= Work instruction =
A word-for-word copy of the lines below, starting at the line with "Would you be able to point to the drone rotor" and ending at the last one, is what you should give. Omit every picture.

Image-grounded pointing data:
★ ★ ★ ★ ★
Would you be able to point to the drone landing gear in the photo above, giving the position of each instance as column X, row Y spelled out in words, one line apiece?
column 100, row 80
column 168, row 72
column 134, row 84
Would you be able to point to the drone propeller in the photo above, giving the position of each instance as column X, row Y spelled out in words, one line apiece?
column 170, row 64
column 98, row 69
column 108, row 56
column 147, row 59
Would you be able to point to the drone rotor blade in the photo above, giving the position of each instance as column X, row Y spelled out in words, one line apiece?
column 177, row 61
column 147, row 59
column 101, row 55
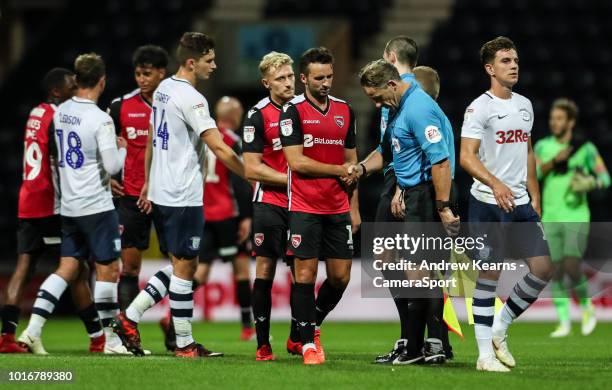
★ ★ ★ ★ ★
= Exercise result =
Would you be able to point to the drone rotor blade in the photo above, giving the position of each instance as column X, row Y spelled out in words, one line apiece?
column 177, row 61
column 147, row 59
column 101, row 55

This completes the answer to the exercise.